◆ Records supplied
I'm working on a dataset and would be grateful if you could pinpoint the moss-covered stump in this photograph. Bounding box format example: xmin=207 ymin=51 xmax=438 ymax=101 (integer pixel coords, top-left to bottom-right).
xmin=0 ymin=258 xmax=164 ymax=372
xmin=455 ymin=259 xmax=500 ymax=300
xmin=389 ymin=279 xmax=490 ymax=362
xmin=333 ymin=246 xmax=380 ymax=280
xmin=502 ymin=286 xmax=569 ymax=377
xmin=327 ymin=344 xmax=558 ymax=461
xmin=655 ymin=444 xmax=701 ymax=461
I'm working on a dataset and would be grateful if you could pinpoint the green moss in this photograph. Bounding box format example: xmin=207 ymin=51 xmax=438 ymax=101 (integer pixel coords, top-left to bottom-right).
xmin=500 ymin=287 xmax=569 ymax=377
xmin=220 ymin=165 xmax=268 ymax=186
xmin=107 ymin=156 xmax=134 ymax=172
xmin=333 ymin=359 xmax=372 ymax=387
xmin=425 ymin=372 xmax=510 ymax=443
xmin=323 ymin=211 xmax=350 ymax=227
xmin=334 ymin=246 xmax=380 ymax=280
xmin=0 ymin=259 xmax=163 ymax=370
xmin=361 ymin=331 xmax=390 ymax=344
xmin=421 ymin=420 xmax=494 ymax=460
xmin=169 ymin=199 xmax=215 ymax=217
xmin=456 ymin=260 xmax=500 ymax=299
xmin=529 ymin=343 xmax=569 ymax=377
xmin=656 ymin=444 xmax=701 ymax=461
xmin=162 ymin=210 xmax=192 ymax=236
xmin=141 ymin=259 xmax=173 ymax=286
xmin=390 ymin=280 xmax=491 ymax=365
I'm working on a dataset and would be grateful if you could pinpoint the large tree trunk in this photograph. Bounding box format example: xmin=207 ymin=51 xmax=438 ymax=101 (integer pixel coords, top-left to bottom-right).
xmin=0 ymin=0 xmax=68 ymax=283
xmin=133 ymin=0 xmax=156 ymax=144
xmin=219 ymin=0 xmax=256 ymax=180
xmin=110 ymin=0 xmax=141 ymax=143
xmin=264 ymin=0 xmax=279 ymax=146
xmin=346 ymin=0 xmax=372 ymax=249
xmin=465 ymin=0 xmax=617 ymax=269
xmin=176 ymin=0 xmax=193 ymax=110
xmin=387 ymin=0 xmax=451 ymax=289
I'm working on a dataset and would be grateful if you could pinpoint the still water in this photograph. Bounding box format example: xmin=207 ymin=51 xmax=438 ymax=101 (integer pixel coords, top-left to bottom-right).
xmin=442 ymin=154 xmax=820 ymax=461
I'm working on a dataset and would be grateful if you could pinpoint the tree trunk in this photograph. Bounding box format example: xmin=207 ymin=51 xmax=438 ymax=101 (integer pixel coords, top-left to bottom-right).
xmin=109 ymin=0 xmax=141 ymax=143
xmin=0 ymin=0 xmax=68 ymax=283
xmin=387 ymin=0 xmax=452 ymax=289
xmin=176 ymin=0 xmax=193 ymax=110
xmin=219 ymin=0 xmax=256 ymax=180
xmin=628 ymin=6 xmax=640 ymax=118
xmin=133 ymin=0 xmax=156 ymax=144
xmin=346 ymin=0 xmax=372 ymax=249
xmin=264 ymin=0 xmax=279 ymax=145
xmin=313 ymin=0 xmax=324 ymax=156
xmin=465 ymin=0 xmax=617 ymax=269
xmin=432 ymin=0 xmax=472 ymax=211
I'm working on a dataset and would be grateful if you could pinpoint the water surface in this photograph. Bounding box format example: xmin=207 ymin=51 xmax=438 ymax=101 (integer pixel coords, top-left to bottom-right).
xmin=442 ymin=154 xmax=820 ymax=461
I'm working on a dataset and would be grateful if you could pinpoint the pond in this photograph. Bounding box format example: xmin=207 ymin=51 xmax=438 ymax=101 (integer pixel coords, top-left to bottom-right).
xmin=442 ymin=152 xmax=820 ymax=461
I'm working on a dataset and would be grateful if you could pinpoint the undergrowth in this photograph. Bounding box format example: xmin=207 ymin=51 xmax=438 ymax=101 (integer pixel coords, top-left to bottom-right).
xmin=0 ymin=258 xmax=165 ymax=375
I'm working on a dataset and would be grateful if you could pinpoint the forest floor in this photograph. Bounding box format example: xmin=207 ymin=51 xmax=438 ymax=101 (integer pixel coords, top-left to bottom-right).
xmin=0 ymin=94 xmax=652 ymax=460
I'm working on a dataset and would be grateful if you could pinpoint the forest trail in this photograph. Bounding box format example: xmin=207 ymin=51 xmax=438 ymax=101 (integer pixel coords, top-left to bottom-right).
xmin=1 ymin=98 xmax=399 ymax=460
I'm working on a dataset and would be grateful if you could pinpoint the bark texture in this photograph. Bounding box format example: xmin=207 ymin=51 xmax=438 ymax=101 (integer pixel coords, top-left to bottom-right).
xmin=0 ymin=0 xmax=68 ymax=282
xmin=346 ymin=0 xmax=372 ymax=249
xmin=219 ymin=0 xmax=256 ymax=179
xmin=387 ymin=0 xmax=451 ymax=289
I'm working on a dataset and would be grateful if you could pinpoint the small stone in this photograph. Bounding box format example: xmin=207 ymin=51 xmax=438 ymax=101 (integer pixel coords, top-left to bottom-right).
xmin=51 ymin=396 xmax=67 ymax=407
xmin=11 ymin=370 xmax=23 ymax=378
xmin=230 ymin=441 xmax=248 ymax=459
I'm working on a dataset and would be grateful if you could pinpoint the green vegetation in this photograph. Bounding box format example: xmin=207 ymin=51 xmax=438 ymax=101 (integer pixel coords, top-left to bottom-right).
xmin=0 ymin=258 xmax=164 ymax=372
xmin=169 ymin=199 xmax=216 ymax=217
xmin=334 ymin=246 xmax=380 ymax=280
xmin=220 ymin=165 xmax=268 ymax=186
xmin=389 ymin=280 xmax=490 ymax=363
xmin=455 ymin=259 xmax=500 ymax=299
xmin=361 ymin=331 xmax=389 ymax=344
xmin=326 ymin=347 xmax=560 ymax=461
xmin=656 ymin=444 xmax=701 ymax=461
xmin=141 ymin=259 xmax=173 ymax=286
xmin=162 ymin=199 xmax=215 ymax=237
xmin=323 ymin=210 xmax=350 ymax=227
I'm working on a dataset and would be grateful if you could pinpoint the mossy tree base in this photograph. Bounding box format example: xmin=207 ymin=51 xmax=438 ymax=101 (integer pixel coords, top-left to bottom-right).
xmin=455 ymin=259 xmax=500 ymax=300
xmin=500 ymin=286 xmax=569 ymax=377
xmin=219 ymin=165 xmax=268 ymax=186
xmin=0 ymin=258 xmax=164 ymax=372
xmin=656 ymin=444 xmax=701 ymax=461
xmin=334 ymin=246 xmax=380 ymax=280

◆ Brief
Write the data out again in full and exactly.

◆ Exercise response
I'm working on a dataset and would be grateful if you could pinpoint the moss-covered stump in this photograph. Bounding box format example: xmin=207 ymin=51 xmax=438 ymax=101 (integer pixel coords, top-left to bottom-right).
xmin=0 ymin=258 xmax=164 ymax=372
xmin=455 ymin=259 xmax=500 ymax=300
xmin=389 ymin=279 xmax=490 ymax=362
xmin=333 ymin=246 xmax=380 ymax=280
xmin=502 ymin=286 xmax=569 ymax=377
xmin=327 ymin=344 xmax=558 ymax=461
xmin=655 ymin=444 xmax=701 ymax=461
I'm working on a dataset and would be grateful if you could pinpoint the green moss in this photograph. Bounding box format example: xmin=207 ymin=51 xmax=438 ymax=101 (integer pixel coords, top-left to bottom-right).
xmin=500 ymin=287 xmax=569 ymax=377
xmin=220 ymin=165 xmax=268 ymax=186
xmin=107 ymin=156 xmax=134 ymax=172
xmin=333 ymin=359 xmax=372 ymax=387
xmin=425 ymin=372 xmax=510 ymax=443
xmin=323 ymin=211 xmax=350 ymax=227
xmin=334 ymin=246 xmax=380 ymax=280
xmin=0 ymin=259 xmax=163 ymax=370
xmin=361 ymin=331 xmax=390 ymax=344
xmin=421 ymin=420 xmax=494 ymax=460
xmin=169 ymin=199 xmax=215 ymax=217
xmin=456 ymin=260 xmax=500 ymax=299
xmin=529 ymin=343 xmax=569 ymax=377
xmin=656 ymin=444 xmax=701 ymax=461
xmin=162 ymin=210 xmax=192 ymax=236
xmin=141 ymin=259 xmax=173 ymax=286
xmin=390 ymin=280 xmax=491 ymax=365
I'm working on a dataset and would be grateful if you could pinpoint the large tree trunk in this photograph. Bounding box format example: xmin=207 ymin=51 xmax=438 ymax=101 (integer pixel coords, top-left to bottom-right).
xmin=0 ymin=0 xmax=68 ymax=283
xmin=133 ymin=0 xmax=156 ymax=144
xmin=219 ymin=0 xmax=256 ymax=180
xmin=110 ymin=0 xmax=141 ymax=143
xmin=264 ymin=0 xmax=279 ymax=146
xmin=346 ymin=0 xmax=372 ymax=249
xmin=465 ymin=0 xmax=617 ymax=269
xmin=176 ymin=0 xmax=193 ymax=110
xmin=387 ymin=0 xmax=451 ymax=289
I'm working on a dataset and would be grateful if you could pinpoint the still water in this photograph. Bounding box format example: xmin=207 ymin=51 xmax=438 ymax=101 (integer pixel coords, top-left to bottom-right).
xmin=442 ymin=154 xmax=820 ymax=461
I'm working on a dataset and would be grateful if you could pinpoint the tree trunk in this photograph. Bounding box format example: xmin=207 ymin=51 xmax=438 ymax=101 (integer pixel coords, top-left to bottom-right).
xmin=109 ymin=0 xmax=141 ymax=143
xmin=0 ymin=0 xmax=68 ymax=283
xmin=387 ymin=0 xmax=452 ymax=289
xmin=176 ymin=0 xmax=193 ymax=110
xmin=219 ymin=0 xmax=256 ymax=180
xmin=628 ymin=6 xmax=640 ymax=118
xmin=133 ymin=0 xmax=156 ymax=144
xmin=346 ymin=0 xmax=372 ymax=249
xmin=264 ymin=0 xmax=279 ymax=145
xmin=313 ymin=0 xmax=324 ymax=156
xmin=465 ymin=0 xmax=617 ymax=269
xmin=432 ymin=0 xmax=472 ymax=211
I'm working on a dataset and would be grateful if you could pinpoint the water surface in this photograph. Bounding box format example: xmin=207 ymin=51 xmax=438 ymax=101 (integer pixel coords, top-left to bottom-right).
xmin=442 ymin=154 xmax=820 ymax=461
I'm working on a dataset and would be grateful if you could pinpoint the pond in this photograph. Bounding box format example: xmin=207 ymin=51 xmax=438 ymax=101 (integer pixel coords, top-left to bottom-right).
xmin=442 ymin=152 xmax=820 ymax=461
I'm working on a dataset and would be grateful if you could pinpoint the undergrowth in this photograph. Bounding box format example: xmin=207 ymin=51 xmax=438 ymax=101 (integer pixel coords, top-left to bottom-right).
xmin=0 ymin=258 xmax=165 ymax=375
I'm working on a dataset and would be grateful if you could pinpoint the forest floor in this photograph. Bounding box format example: xmin=207 ymin=51 xmax=438 ymax=101 (integer pixel coords, top-left to bottom-right).
xmin=0 ymin=94 xmax=652 ymax=460
I'm working on a dataset and would be grateful if you could pinpoint the forest trail in this photograph. Bounding box format example: xmin=207 ymin=51 xmax=438 ymax=101 (integer pixel coords, top-left to bottom-right).
xmin=1 ymin=98 xmax=399 ymax=460
I'm working on a dataset and would be grateful if you could pinpoint the bark texture in this photograph. Bounding box format example: xmin=207 ymin=51 xmax=438 ymax=101 (integer pixel coords, top-left to bottom-right).
xmin=0 ymin=0 xmax=68 ymax=282
xmin=346 ymin=0 xmax=372 ymax=249
xmin=219 ymin=0 xmax=256 ymax=179
xmin=387 ymin=0 xmax=451 ymax=289
I'm working on a dataset and would be grateful if you could pinpoint the small stone in this photograph. Bounding box format example: xmin=207 ymin=51 xmax=438 ymax=101 (integer pixel coords, top-left to bottom-right).
xmin=51 ymin=396 xmax=67 ymax=407
xmin=11 ymin=370 xmax=23 ymax=378
xmin=230 ymin=441 xmax=248 ymax=459
I'm working on a dataset and would be grateful if you could pinpoint the green vegetation in this photograph. Bounding box format example: xmin=207 ymin=51 xmax=438 ymax=101 (integer pixel coords, top-left to bottom-right).
xmin=0 ymin=258 xmax=164 ymax=372
xmin=169 ymin=199 xmax=216 ymax=217
xmin=334 ymin=246 xmax=380 ymax=280
xmin=220 ymin=165 xmax=268 ymax=186
xmin=389 ymin=280 xmax=490 ymax=363
xmin=455 ymin=259 xmax=500 ymax=299
xmin=361 ymin=331 xmax=389 ymax=344
xmin=326 ymin=347 xmax=560 ymax=461
xmin=656 ymin=444 xmax=701 ymax=461
xmin=141 ymin=259 xmax=173 ymax=286
xmin=162 ymin=199 xmax=215 ymax=237
xmin=323 ymin=210 xmax=350 ymax=227
I'm working on a dataset and would be grateful if you could pinpoint the mossy tree base in this photograph. Bounding box format example: xmin=207 ymin=51 xmax=438 ymax=101 (integer pixel coords, top-left to bottom-right).
xmin=455 ymin=259 xmax=500 ymax=300
xmin=500 ymin=286 xmax=569 ymax=377
xmin=219 ymin=165 xmax=268 ymax=186
xmin=0 ymin=258 xmax=164 ymax=372
xmin=656 ymin=444 xmax=701 ymax=461
xmin=334 ymin=246 xmax=380 ymax=280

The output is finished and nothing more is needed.